## EXERCISE TASKS
1. Transcribe the text on EU nationals' status in the UK word for word, from "Pre-settled Status woes" up to and including "precarious Pre-Settled Status.".
2. In the text on EU nationals' status in the UK, roughly how many EU nationals in the UK hold Pre-Settled Status?

TEXT UNDER STUDY: Begin

Can these people now sue? Claims against the UK based on infringement of EU laws ended with Brexit. But the Withdrawal Agreement still allowed claims to go ahead if they were based on "facts that occurred before the end of the Transition Period", with a two-year limit after Transition ended. As this case was brought during the Transition, those affected now have until 31 December 2022 to get their claims filed.
However, there is better news for those EU nationals now in the UK on Pre-Settled Status (see below) who are struggling to provide evidence of their eligibility for an upgrade to Settled Status. With the requirement for pricey private health insurance now ruled unlawful, routes to getting Settled Status that previously required this - such as being in the UK as a student or as a "self-sufficient person" (working self-employed in the UK) - may now become easier.
Pre-settled Status woes
There remain issues with the Settled Status system for EU nationals in the UK, as noted in How Secure is Pre-Settled Status for EU Citizens After Brexit?, a report by the Migration Observatory at the University of Oxford published in March.
Of the roughly 5 million EU nationals in the UK, some three million have been granted the more stable Settled Status. Around two million have the more precarious Pre-Settled Status.
In theory these two million people can all upgrade to full-on Settled Status - when they fulfil the stricter criteria, such as five years' continuous residence in the UK. But the report identifies complexity and design faults in the system, especially confusion around "permitted absences" from the UK that make upgrading from Pre-settled Status to Settled Status a challenge. So some two million UK residents potentially risk losing their right to live and work here.

TEXT UNDER STUDY: End
DATA EXCERPTS: Begin

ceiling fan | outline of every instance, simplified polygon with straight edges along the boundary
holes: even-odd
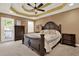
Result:
[[[33,10],[37,10],[37,11],[42,11],[44,12],[45,10],[43,9],[40,9],[41,6],[43,6],[43,3],[40,3],[38,6],[37,6],[37,3],[34,3],[35,6],[31,5],[30,3],[27,3],[28,6],[32,7]],[[37,12],[35,11],[35,14],[37,14]]]

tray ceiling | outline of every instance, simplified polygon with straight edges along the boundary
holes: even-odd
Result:
[[[34,6],[34,3],[30,4]],[[37,6],[39,4],[40,3],[37,3]],[[69,6],[67,3],[43,3],[43,6],[41,6],[40,9],[45,10],[45,12],[37,11],[37,14],[35,14],[33,8],[28,6],[27,3],[0,3],[0,12],[17,15],[32,20],[65,12],[75,8],[79,8],[79,4]]]

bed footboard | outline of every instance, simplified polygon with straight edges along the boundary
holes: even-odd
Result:
[[[30,47],[32,50],[35,50],[39,55],[44,56],[46,50],[44,48],[44,34],[40,34],[40,38],[31,38],[25,36],[22,40],[22,44]]]

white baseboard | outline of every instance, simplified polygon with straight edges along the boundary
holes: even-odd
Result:
[[[79,44],[76,44],[76,46],[78,46],[78,47],[79,47]]]

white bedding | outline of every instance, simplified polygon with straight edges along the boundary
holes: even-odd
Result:
[[[46,30],[47,31],[47,30]],[[47,32],[44,32],[45,34],[45,49],[46,52],[50,52],[51,48],[58,43],[58,41],[61,39],[61,34],[56,31],[56,30],[50,30]],[[30,33],[30,34],[25,34],[25,36],[29,36],[32,38],[40,38],[41,33]]]

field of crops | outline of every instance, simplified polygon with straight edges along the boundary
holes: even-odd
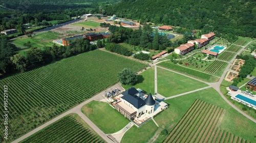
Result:
[[[173,64],[167,62],[162,62],[158,65],[172,70],[187,73],[203,80],[209,82],[216,82],[219,80],[218,77],[211,76],[210,74],[186,68],[177,64]]]
[[[220,118],[224,112],[223,109],[198,99],[163,142],[245,141],[230,132],[220,129]]]
[[[225,63],[225,62],[216,60],[205,69],[205,71],[209,73],[215,74]]]
[[[234,44],[234,45],[244,46],[244,45],[245,45],[246,43],[247,43],[247,41],[245,40],[238,39],[236,42],[234,42],[234,43],[233,44]]]
[[[229,61],[233,58],[235,54],[235,53],[224,51],[221,53],[218,60]]]
[[[231,45],[230,47],[229,47],[228,48],[227,48],[226,49],[226,50],[228,51],[232,51],[232,52],[237,52],[241,48],[242,48],[242,47],[239,46]]]
[[[1,80],[8,87],[10,140],[118,82],[124,68],[147,66],[99,50],[63,59]],[[4,88],[0,89],[3,93]],[[1,106],[4,106],[3,102]],[[3,108],[1,116],[3,116]],[[3,140],[3,121],[0,141]]]
[[[101,143],[105,141],[75,118],[68,116],[22,142]]]

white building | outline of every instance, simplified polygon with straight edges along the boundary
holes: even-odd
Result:
[[[143,114],[151,114],[155,111],[156,101],[151,93],[147,96],[132,87],[122,94],[123,96],[115,104],[115,108],[129,119],[133,120]]]

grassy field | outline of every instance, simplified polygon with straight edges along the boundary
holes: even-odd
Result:
[[[163,142],[240,142],[238,136],[219,128],[225,111],[197,99]]]
[[[12,95],[9,141],[117,83],[124,68],[138,71],[146,66],[95,50],[1,80],[1,86],[9,87]],[[3,128],[3,122],[0,125]]]
[[[155,93],[155,67],[153,67],[146,71],[138,75],[138,81],[134,85],[122,84],[122,87],[125,90],[134,87],[136,89],[140,89],[148,94]]]
[[[123,135],[121,143],[146,143],[154,136],[158,127],[150,120],[138,128],[133,126]]]
[[[80,22],[76,22],[75,23],[72,24],[72,25],[77,26],[84,27],[86,29],[87,28],[93,28],[98,27],[99,26],[99,24],[100,24],[100,23],[93,21],[86,21]]]
[[[61,118],[21,142],[78,141],[105,142],[78,115],[74,113]]]
[[[83,106],[82,112],[105,133],[113,133],[124,127],[130,121],[108,103],[92,101]]]
[[[59,34],[52,32],[36,34],[35,36],[33,34],[31,38],[29,38],[27,36],[19,37],[13,39],[12,42],[17,47],[22,49],[27,48],[24,46],[24,44],[29,41],[31,43],[33,46],[42,48],[45,46],[52,46],[54,43],[52,41],[60,38]]]
[[[158,64],[158,65],[207,82],[215,82],[218,81],[220,79],[210,74],[186,68],[177,64],[174,64],[170,61],[162,62]]]
[[[165,97],[170,97],[205,87],[208,85],[158,68],[157,68],[157,85],[159,94]]]
[[[165,100],[171,105],[154,119],[160,127],[170,132],[197,98],[225,110],[220,123],[220,129],[252,142],[256,141],[255,133],[252,131],[255,130],[256,124],[228,105],[212,88]],[[156,142],[161,142],[166,137],[160,136]]]

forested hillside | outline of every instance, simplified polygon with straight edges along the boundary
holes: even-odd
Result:
[[[255,5],[254,0],[122,0],[105,14],[191,30],[209,24],[222,33],[255,38]]]

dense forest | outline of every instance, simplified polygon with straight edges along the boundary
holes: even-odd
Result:
[[[205,24],[223,34],[256,37],[254,0],[122,0],[104,8],[106,15],[190,30]]]

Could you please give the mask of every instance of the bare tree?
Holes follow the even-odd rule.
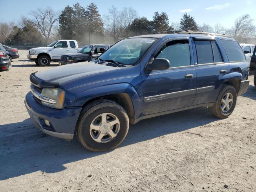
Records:
[[[58,22],[58,15],[52,8],[48,7],[45,9],[38,8],[31,12],[32,20],[24,18],[26,22],[32,24],[38,29],[45,38],[46,41],[52,38],[54,34],[52,32],[54,27]]]
[[[253,19],[248,14],[242,15],[235,21],[233,27],[233,37],[251,37],[255,35],[256,28],[253,23]]]
[[[114,5],[108,9],[108,14],[104,17],[106,30],[115,42],[118,41],[122,35],[124,27],[122,23],[121,13]]]
[[[213,28],[212,26],[204,23],[202,25],[198,26],[198,30],[201,32],[212,32],[214,31]]]
[[[10,28],[6,23],[0,23],[0,42],[5,41],[10,34]]]
[[[227,29],[220,23],[217,23],[214,25],[214,32],[215,33],[220,34],[226,33]]]

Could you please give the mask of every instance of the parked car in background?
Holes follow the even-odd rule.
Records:
[[[104,45],[96,45],[94,47],[92,55],[92,60],[97,59],[106,51],[108,50],[110,47],[113,45],[112,44],[107,44]]]
[[[251,58],[251,62],[250,64],[250,70],[256,70],[256,49],[255,48],[253,50],[252,55],[252,57]]]
[[[78,53],[62,55],[60,60],[59,61],[59,65],[90,61],[91,56],[95,45],[87,45],[79,51]]]
[[[9,53],[0,44],[0,70],[9,70],[12,67]]]
[[[252,56],[252,53],[255,48],[255,45],[252,44],[240,43],[240,46],[244,51],[245,57],[246,58],[246,61],[247,61],[248,64],[250,65],[251,62],[251,58]]]
[[[32,73],[24,101],[32,122],[102,151],[142,119],[199,107],[227,118],[249,86],[241,47],[223,34],[178,32],[128,38],[97,60]]]
[[[11,61],[12,60],[12,59],[16,59],[20,57],[18,49],[12,48],[6,45],[2,45],[2,46],[8,52],[8,56],[9,57]]]
[[[62,54],[77,52],[78,46],[75,40],[58,40],[46,47],[32,48],[28,51],[28,59],[35,60],[37,65],[49,66],[51,62],[58,61]]]
[[[59,61],[59,65],[90,61],[96,59],[112,45],[110,44],[86,45],[78,53],[62,55],[60,60]]]

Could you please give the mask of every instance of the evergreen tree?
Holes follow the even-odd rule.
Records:
[[[61,12],[59,16],[60,27],[59,33],[62,39],[70,39],[74,38],[76,26],[74,20],[75,12],[73,8],[66,6]]]
[[[103,35],[103,22],[98,7],[91,3],[86,6],[86,30],[94,35]]]
[[[168,16],[164,12],[162,12],[161,14],[159,14],[158,12],[155,12],[152,23],[154,32],[173,30],[172,26],[169,25]]]
[[[132,35],[141,35],[152,33],[151,22],[146,17],[135,18],[129,27]]]
[[[194,31],[198,30],[198,27],[194,18],[186,12],[183,14],[180,23],[182,30],[192,30]]]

DATA EXCERPTS: End

## TASK RESPONSES
1.
Pre-settled Status woes
There remain issues with the Settled Status system for EU nationals in the UK, as noted in How Secure is Pre-Settled Status for EU Citizens After Brexit?, a report by the Migration Observatory at the University of Oxford published in March.
Of the roughly 5 million EU nationals in the UK, some three million have been granted the more stable Settled Status. Around two million have the more precarious Pre-Settled Status.

2. Around two million.